Records for this exercise Block Start

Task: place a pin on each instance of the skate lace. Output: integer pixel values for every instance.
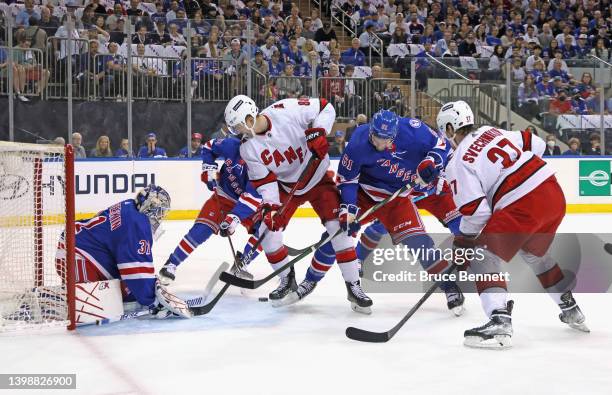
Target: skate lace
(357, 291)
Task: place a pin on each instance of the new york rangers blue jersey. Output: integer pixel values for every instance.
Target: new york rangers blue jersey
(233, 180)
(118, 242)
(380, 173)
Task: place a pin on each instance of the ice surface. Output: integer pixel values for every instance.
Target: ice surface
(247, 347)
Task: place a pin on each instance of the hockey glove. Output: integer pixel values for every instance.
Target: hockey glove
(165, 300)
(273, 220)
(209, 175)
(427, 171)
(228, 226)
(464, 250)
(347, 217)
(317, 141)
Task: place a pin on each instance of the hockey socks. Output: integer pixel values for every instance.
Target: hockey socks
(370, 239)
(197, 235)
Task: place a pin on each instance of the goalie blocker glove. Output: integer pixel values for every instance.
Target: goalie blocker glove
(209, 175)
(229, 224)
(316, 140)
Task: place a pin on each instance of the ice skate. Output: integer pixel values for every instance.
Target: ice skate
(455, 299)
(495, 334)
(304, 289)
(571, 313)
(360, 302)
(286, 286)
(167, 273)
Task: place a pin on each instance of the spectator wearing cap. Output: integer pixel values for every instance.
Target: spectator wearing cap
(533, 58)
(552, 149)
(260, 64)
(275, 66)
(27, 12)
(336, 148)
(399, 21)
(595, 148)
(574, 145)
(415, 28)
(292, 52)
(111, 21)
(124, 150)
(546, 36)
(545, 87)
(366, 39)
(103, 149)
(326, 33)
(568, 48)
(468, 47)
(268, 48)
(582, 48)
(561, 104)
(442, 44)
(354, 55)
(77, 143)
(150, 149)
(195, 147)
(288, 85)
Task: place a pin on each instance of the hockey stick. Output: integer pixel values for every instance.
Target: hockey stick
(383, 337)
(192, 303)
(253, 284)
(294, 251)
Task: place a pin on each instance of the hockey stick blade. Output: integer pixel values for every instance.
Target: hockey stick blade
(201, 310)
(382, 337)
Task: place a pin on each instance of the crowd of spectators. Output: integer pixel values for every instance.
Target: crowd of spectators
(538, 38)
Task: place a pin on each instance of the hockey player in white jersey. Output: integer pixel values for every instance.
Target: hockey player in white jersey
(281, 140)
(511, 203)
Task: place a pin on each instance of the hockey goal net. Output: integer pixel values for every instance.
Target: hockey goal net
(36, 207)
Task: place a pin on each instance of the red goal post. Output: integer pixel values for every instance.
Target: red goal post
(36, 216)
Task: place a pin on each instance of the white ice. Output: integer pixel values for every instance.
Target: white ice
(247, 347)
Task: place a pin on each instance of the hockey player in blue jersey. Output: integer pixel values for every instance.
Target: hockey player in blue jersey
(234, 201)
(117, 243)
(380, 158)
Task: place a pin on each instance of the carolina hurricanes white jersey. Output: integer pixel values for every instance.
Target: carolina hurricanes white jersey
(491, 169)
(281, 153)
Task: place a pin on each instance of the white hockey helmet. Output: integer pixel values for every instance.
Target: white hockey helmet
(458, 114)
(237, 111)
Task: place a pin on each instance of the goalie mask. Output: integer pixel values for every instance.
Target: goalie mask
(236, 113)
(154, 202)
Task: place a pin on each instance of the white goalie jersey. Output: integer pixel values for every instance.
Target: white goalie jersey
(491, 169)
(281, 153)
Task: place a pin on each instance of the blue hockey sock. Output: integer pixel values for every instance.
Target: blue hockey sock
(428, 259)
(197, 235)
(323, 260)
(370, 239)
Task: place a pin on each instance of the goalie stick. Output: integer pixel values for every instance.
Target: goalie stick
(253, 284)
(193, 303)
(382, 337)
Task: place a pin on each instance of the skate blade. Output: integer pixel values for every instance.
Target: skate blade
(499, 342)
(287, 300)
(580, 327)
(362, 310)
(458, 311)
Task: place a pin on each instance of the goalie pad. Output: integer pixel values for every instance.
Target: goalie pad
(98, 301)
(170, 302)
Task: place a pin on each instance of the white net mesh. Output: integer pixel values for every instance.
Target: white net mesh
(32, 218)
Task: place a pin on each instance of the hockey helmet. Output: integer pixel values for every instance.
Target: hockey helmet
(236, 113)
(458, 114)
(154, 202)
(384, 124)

Records for this exercise Block End

▶ [Exercise objective]: Set down, word for word, the full listing above, and carry over no pictures.

▶ [Exercise result]:
Task: place a pin on each instance of the skate lace. Output: integer pixel values for every instance.
Target: skate lace
(357, 291)
Task: place a pin on each instance of the new york rangers blue jersey. Output: integer pixel values for every instance.
Target: new york rangers blue jersey
(233, 180)
(118, 242)
(380, 173)
Task: place a pin on each instance of the ice surface. Output: integer pixel values for every instance.
Target: ice surface
(247, 347)
Task: place a pin on each instance of the hockey glove. Output: integer pixel values for every instance.
Target: hockey glove
(165, 300)
(273, 220)
(209, 175)
(427, 171)
(228, 226)
(464, 250)
(347, 217)
(317, 141)
Task: place a pin on each instance of the hockey socks. Output: integer pixel values for every instance.
Target: hockey socks
(370, 239)
(197, 235)
Task: place a pin on each instance of the goalie blocker glove. Output: integer pixel values for every instance.
Target: goalie blocker glove
(209, 175)
(229, 224)
(316, 140)
Task: place a pin on each instance of the ice skate. Output: integer pixel values for every instance.
Target: ice skate
(455, 299)
(495, 334)
(304, 289)
(571, 313)
(360, 302)
(286, 286)
(167, 273)
Task: place a pin on each instance of the spectator wearing cap. Output: integer pixel values for every instance.
Target: spectator wearing cap
(533, 58)
(552, 149)
(260, 64)
(275, 66)
(27, 12)
(336, 148)
(399, 21)
(595, 148)
(574, 145)
(415, 28)
(292, 52)
(111, 21)
(124, 150)
(546, 36)
(545, 87)
(366, 39)
(103, 149)
(326, 33)
(568, 48)
(468, 47)
(268, 48)
(582, 48)
(561, 104)
(442, 44)
(354, 55)
(77, 143)
(150, 149)
(195, 147)
(288, 85)
Task: place a pin on each instance of the hockey stick. Output: integer pixel values for every instance.
Target: hockey stick
(383, 337)
(192, 303)
(253, 284)
(294, 251)
Task: place a pin on each instance of the hockey stick blade. Output: integer pixel values for every instance.
Target: hockey stick blade
(201, 310)
(382, 337)
Task: place a pin on each instance of the crowd of spectators. Output: integer pixel values for every instance.
Target: crowd of spectators
(538, 38)
Task: place a pin on each instance of the hockey player in white jersey. Output: integer pixel values for every instance.
Target: hockey player in white jersey
(281, 140)
(511, 203)
Task: place a pin on each instance of the hockey goal net. Output: integer pixel values for every instance.
Target: hockey goal net
(36, 207)
Task: place a pin on each instance of the red goal post. Output: integer pixel values for every instance.
Target: red goal post
(36, 216)
Task: place a pin on each instance of the white ice. Output: integer pixel values for every instance.
Target: white ice
(247, 347)
Task: place a pin on each instance of the hockey player in blue jersey. Output: integer pixel values for every instance.
Target: hockey player in blue jersey
(234, 201)
(117, 243)
(380, 158)
Task: place a pin on each instance of the carolina hurricanes white jersey. Output: integer pixel values for every instance.
Target: carolina hurricanes white jersey
(491, 169)
(281, 153)
Task: place a pin on each instance of the white hockey helmet. Output: integer pixel values for every instance.
Target: white hockey helmet
(458, 114)
(237, 111)
Task: place a pin on each instance of the goalie mask. Output: integer pixel values for every instance.
Target: goalie mask
(236, 113)
(154, 202)
Task: place a pin on each instance of the white goalie jersey. Output: integer pixel values for every instance.
Target: white goalie jersey
(491, 169)
(281, 153)
Task: place a pin on each instance of the blue hockey sock. Output: integer pixel values for every instance.
Target: blue hockey sock
(428, 259)
(197, 235)
(323, 260)
(370, 239)
Task: place a pin on each instance of the goalie stick. Output: integer pixel values for every instance.
Target: goalie stick
(253, 284)
(193, 303)
(382, 337)
Task: place a pin on each instance of the skate blade. Output: integer pixel values for every instance.
Target: skate blade
(499, 342)
(287, 300)
(580, 327)
(362, 310)
(458, 311)
Task: place a pin on each instance of the goalie pad. Output: integer pixel values for every instance.
Target: goalie pad
(98, 301)
(170, 302)
Task: place a pin on each instance of the white net mesh. Output: integer pixel values for every instance.
Target: white net mesh
(32, 218)
Task: place a pin on each instance of the hockey helmet. Output: integer pixel values for every instance.
Target: hockey helmet
(236, 113)
(458, 114)
(154, 202)
(384, 124)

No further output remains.